*PROVIDED INFORMATION*.
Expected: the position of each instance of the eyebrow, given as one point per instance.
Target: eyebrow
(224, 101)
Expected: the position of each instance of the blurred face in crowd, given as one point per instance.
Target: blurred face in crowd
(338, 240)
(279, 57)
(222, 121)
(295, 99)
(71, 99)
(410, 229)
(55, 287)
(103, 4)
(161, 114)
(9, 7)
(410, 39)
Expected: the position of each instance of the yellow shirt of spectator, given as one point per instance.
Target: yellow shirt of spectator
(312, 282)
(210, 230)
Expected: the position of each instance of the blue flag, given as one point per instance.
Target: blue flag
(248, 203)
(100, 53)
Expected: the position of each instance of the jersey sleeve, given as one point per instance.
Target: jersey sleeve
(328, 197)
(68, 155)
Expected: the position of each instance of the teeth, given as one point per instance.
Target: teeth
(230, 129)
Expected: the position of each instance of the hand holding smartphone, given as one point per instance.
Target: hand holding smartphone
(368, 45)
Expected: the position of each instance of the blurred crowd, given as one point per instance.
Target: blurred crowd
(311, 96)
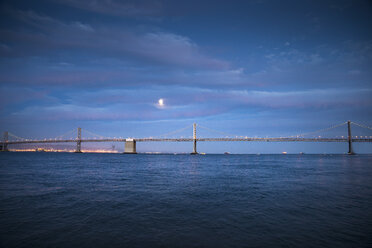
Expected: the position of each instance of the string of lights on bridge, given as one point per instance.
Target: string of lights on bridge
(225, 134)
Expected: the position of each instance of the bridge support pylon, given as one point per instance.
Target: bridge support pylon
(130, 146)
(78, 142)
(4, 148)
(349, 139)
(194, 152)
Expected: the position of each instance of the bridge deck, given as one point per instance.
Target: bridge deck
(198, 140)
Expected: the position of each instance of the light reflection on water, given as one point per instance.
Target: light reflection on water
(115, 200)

...

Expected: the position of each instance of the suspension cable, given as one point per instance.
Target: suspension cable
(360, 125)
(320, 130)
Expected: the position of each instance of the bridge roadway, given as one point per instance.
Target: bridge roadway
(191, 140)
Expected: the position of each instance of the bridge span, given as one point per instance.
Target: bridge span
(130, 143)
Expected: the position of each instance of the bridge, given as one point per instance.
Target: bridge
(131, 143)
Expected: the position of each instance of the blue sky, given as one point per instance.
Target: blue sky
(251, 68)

...

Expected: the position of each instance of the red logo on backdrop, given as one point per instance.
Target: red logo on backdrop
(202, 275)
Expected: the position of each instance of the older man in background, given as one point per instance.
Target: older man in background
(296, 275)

*PROBLEM*. Pick out every line in the material above that contains the string "sleeve", treating uppercase and lowercase letters as different.

*EXPECTED ANSWER*.
Expected: the position of each instance of the jersey sleeve, given as one point per instance.
Target: jersey sleeve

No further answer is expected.